WORK ITEM: Reproduce word for word every line from the one containing "Where is each instance of the cloud" to the final line of the data below; omit the pictures.

DATA UNDER STUDY:
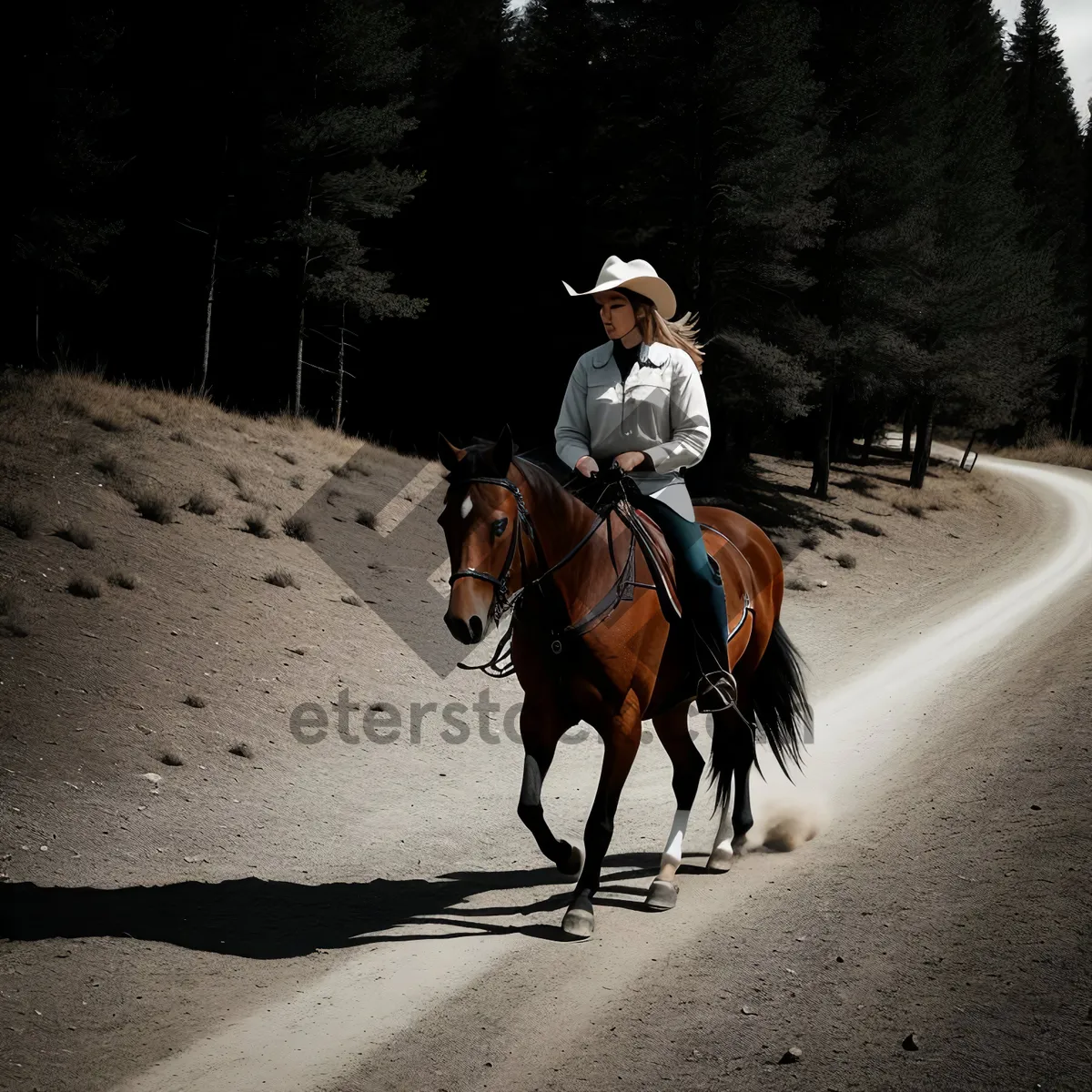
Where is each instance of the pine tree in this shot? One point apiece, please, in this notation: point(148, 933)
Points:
point(1052, 178)
point(349, 80)
point(765, 208)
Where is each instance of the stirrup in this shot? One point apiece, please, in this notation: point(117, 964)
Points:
point(716, 693)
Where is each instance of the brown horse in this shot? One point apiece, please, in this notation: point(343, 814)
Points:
point(518, 538)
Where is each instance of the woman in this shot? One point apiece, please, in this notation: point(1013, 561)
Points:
point(638, 402)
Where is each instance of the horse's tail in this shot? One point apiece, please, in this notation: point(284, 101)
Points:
point(781, 713)
point(780, 700)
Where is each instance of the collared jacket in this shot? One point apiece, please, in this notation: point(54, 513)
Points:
point(661, 410)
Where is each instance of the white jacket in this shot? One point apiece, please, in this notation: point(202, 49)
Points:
point(660, 410)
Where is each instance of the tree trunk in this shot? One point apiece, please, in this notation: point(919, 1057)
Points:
point(820, 463)
point(341, 374)
point(212, 288)
point(1077, 391)
point(924, 442)
point(867, 450)
point(966, 451)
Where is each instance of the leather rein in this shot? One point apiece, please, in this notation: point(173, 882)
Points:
point(502, 602)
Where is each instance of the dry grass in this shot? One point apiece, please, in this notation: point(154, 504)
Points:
point(77, 534)
point(1058, 452)
point(154, 505)
point(281, 578)
point(85, 588)
point(865, 528)
point(201, 503)
point(19, 518)
point(298, 527)
point(255, 524)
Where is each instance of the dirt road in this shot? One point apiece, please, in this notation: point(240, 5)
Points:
point(945, 896)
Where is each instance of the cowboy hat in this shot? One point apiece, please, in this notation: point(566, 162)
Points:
point(639, 277)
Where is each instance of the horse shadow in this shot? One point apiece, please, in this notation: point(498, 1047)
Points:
point(259, 918)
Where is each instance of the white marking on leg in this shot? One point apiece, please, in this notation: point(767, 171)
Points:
point(672, 852)
point(722, 844)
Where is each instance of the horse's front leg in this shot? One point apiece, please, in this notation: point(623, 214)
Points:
point(541, 732)
point(621, 741)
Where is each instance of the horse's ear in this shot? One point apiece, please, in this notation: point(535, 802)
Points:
point(502, 452)
point(449, 453)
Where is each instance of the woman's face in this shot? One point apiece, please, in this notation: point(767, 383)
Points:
point(616, 312)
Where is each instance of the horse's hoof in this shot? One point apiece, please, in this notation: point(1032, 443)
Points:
point(662, 895)
point(720, 860)
point(572, 864)
point(579, 924)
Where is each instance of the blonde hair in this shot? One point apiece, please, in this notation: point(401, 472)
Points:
point(681, 333)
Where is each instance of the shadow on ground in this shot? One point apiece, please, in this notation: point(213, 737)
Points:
point(278, 920)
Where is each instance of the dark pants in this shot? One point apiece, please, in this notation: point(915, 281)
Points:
point(699, 583)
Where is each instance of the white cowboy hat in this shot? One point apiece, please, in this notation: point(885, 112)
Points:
point(638, 276)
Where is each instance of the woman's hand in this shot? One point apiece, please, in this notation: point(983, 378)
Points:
point(629, 460)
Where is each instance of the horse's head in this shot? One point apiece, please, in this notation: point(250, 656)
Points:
point(480, 523)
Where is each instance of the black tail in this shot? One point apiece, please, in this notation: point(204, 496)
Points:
point(782, 714)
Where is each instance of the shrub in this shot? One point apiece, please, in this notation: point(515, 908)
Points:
point(865, 528)
point(156, 506)
point(17, 517)
point(201, 503)
point(76, 534)
point(281, 578)
point(296, 527)
point(86, 588)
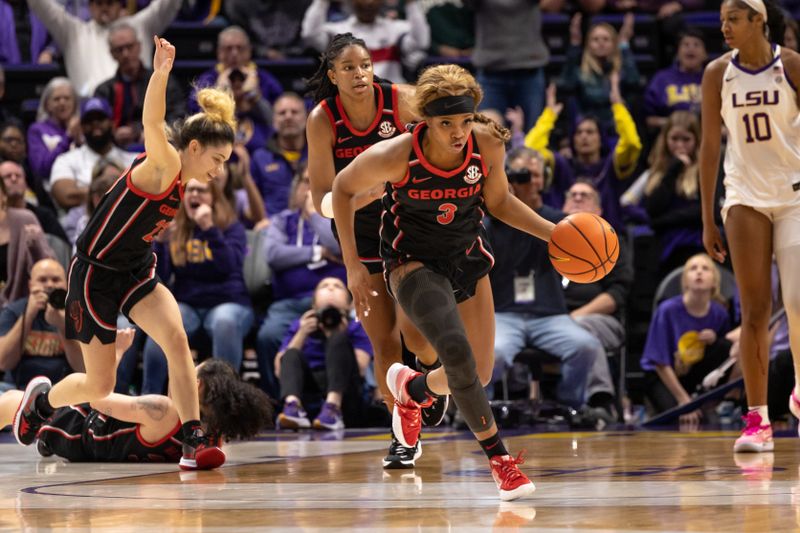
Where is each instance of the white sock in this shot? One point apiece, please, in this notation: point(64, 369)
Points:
point(762, 410)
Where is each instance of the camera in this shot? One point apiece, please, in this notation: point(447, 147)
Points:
point(519, 176)
point(329, 317)
point(57, 298)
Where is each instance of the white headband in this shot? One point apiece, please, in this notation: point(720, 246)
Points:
point(758, 6)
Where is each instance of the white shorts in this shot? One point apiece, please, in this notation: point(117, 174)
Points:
point(785, 223)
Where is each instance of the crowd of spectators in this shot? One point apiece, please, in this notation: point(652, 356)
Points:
point(613, 131)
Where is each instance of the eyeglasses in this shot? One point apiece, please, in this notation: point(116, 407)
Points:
point(577, 195)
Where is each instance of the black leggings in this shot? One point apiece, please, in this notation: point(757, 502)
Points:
point(659, 394)
point(340, 374)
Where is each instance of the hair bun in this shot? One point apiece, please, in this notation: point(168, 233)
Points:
point(218, 105)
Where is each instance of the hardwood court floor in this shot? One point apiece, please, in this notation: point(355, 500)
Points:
point(610, 481)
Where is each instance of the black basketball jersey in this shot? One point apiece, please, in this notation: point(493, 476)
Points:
point(122, 228)
point(349, 142)
point(434, 213)
point(112, 440)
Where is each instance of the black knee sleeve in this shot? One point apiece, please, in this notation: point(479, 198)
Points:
point(427, 299)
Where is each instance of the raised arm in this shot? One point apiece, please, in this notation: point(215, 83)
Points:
point(163, 162)
point(500, 202)
point(709, 154)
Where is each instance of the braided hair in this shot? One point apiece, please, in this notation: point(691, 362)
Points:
point(231, 407)
point(319, 85)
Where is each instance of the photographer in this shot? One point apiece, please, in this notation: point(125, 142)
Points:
point(32, 339)
point(324, 352)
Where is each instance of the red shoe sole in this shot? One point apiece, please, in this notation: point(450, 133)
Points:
point(206, 459)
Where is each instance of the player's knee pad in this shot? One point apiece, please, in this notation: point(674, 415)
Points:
point(427, 299)
point(788, 259)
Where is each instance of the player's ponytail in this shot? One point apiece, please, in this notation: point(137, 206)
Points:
point(214, 125)
point(776, 22)
point(776, 19)
point(320, 85)
point(232, 408)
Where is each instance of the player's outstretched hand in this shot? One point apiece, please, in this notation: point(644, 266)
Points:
point(712, 240)
point(164, 55)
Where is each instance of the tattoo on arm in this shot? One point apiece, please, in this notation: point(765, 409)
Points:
point(155, 409)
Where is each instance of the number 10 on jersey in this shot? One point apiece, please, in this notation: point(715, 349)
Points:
point(757, 127)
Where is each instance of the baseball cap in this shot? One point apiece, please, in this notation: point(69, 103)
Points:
point(95, 105)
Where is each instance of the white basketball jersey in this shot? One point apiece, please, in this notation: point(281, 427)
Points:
point(762, 159)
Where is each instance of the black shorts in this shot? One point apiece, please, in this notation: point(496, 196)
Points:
point(63, 432)
point(367, 225)
point(463, 270)
point(96, 296)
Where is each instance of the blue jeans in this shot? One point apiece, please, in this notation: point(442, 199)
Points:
point(226, 325)
point(280, 316)
point(582, 355)
point(524, 88)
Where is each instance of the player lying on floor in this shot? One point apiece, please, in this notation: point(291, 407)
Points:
point(146, 428)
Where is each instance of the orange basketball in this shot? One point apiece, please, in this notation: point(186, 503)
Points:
point(583, 248)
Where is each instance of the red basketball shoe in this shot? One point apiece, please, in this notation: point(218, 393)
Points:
point(406, 415)
point(511, 482)
point(201, 453)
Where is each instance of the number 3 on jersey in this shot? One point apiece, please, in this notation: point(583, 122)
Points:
point(448, 213)
point(757, 127)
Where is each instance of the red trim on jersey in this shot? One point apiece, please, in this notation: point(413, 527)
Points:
point(105, 221)
point(378, 114)
point(387, 53)
point(396, 109)
point(429, 167)
point(485, 252)
point(483, 162)
point(124, 228)
point(164, 439)
point(133, 289)
point(90, 307)
point(402, 183)
point(160, 196)
point(331, 119)
point(60, 432)
point(110, 436)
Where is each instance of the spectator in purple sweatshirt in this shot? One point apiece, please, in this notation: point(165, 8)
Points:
point(204, 250)
point(669, 19)
point(677, 88)
point(23, 37)
point(254, 89)
point(301, 251)
point(57, 127)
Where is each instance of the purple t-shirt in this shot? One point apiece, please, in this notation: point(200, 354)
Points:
point(314, 349)
point(671, 323)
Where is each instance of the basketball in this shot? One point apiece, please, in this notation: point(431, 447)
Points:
point(583, 248)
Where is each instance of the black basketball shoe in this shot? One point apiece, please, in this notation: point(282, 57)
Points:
point(400, 456)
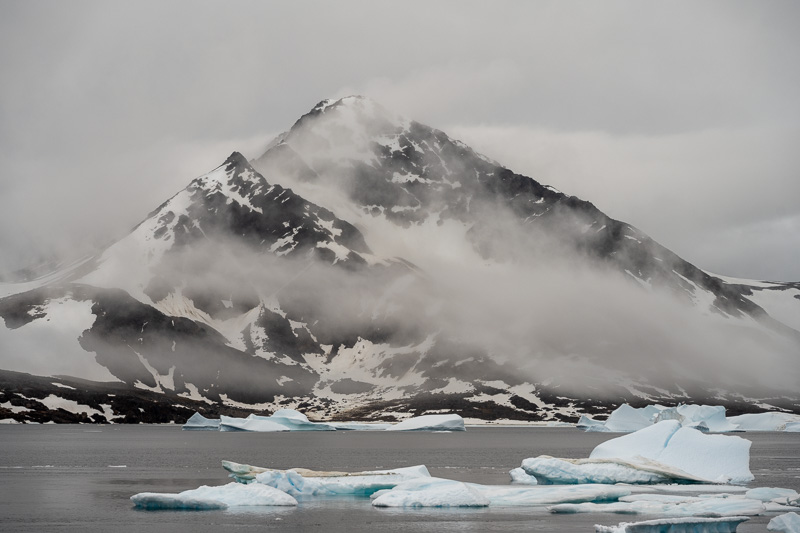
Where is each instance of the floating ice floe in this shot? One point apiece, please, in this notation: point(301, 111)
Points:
point(430, 492)
point(677, 525)
point(198, 422)
point(222, 497)
point(662, 453)
point(251, 423)
point(717, 458)
point(699, 507)
point(774, 495)
point(430, 423)
point(708, 418)
point(787, 523)
point(766, 422)
point(438, 492)
point(304, 482)
point(521, 477)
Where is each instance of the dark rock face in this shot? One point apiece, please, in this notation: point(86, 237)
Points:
point(251, 294)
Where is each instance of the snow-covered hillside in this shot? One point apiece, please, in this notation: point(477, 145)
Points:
point(368, 264)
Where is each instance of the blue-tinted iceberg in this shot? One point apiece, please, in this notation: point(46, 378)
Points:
point(765, 421)
point(711, 507)
point(304, 482)
point(551, 470)
point(662, 453)
point(707, 418)
point(787, 523)
point(715, 458)
point(251, 423)
point(430, 423)
point(437, 492)
point(198, 422)
point(677, 525)
point(431, 492)
point(222, 497)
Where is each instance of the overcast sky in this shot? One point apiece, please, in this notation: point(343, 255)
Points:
point(681, 118)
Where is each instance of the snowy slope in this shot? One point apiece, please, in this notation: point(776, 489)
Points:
point(369, 264)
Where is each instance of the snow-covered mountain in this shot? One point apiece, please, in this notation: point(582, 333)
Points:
point(366, 264)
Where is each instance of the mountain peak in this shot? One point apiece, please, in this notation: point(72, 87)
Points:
point(235, 160)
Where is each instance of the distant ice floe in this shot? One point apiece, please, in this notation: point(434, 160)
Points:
point(662, 453)
point(706, 418)
point(677, 525)
point(664, 470)
point(291, 420)
point(205, 497)
point(198, 422)
point(787, 523)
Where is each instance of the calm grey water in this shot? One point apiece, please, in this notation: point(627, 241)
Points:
point(68, 478)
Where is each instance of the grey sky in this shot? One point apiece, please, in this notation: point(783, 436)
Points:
point(681, 118)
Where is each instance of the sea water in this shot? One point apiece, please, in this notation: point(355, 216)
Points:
point(80, 477)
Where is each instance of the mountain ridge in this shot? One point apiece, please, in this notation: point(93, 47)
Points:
point(350, 269)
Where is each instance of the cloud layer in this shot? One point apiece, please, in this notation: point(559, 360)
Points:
point(108, 109)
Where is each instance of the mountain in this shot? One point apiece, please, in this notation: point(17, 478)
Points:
point(366, 264)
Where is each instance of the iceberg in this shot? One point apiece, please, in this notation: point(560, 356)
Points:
point(430, 423)
point(511, 496)
point(438, 492)
point(625, 418)
point(304, 482)
point(198, 422)
point(714, 458)
point(712, 507)
point(677, 525)
point(222, 497)
point(772, 494)
point(703, 417)
point(551, 470)
point(251, 423)
point(765, 421)
point(519, 476)
point(787, 523)
point(431, 492)
point(293, 421)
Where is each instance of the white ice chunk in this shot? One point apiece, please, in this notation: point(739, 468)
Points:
point(261, 424)
point(677, 525)
point(431, 492)
point(511, 496)
point(787, 523)
point(205, 497)
point(551, 470)
point(293, 421)
point(300, 482)
point(199, 422)
point(772, 494)
point(626, 418)
point(430, 423)
point(701, 507)
point(717, 458)
point(764, 421)
point(443, 490)
point(520, 476)
point(358, 426)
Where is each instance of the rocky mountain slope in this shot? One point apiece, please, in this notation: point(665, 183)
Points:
point(365, 265)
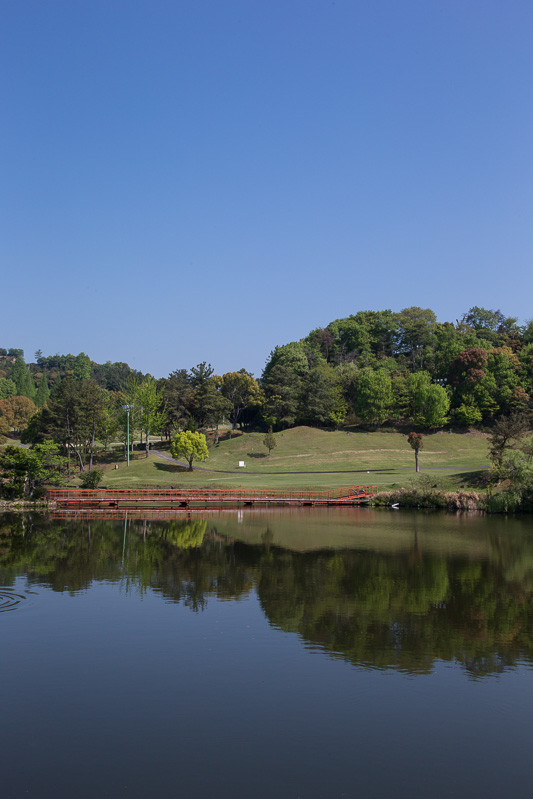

TASK SOLUTION:
Where is each instance of the cloud layer in this shot? One point apiece, please, in this notation: point(559, 360)
Points:
point(108, 109)
Where is each instance of the mountain in this shot? One point apiece, please, in this notation: point(17, 478)
Points:
point(366, 264)
Where is each instance of the iceberg in this shot? One point apiece, please, in this notation: point(560, 356)
Points:
point(430, 423)
point(511, 496)
point(438, 492)
point(625, 418)
point(304, 482)
point(198, 422)
point(714, 458)
point(712, 507)
point(677, 525)
point(222, 497)
point(772, 494)
point(703, 417)
point(551, 470)
point(251, 423)
point(765, 421)
point(519, 476)
point(787, 523)
point(431, 492)
point(293, 421)
Where is each instance of the white ice chunk in this shot? One point apiece, please, in this notation: point(739, 468)
Points:
point(261, 424)
point(677, 525)
point(431, 492)
point(511, 496)
point(787, 523)
point(205, 497)
point(551, 470)
point(293, 421)
point(300, 482)
point(199, 422)
point(772, 494)
point(626, 418)
point(430, 423)
point(701, 507)
point(717, 458)
point(764, 421)
point(443, 490)
point(520, 476)
point(358, 426)
Where is each instance of the rocky mountain slope in this shot? One point apiece, please, in this notation: point(665, 183)
Points:
point(365, 265)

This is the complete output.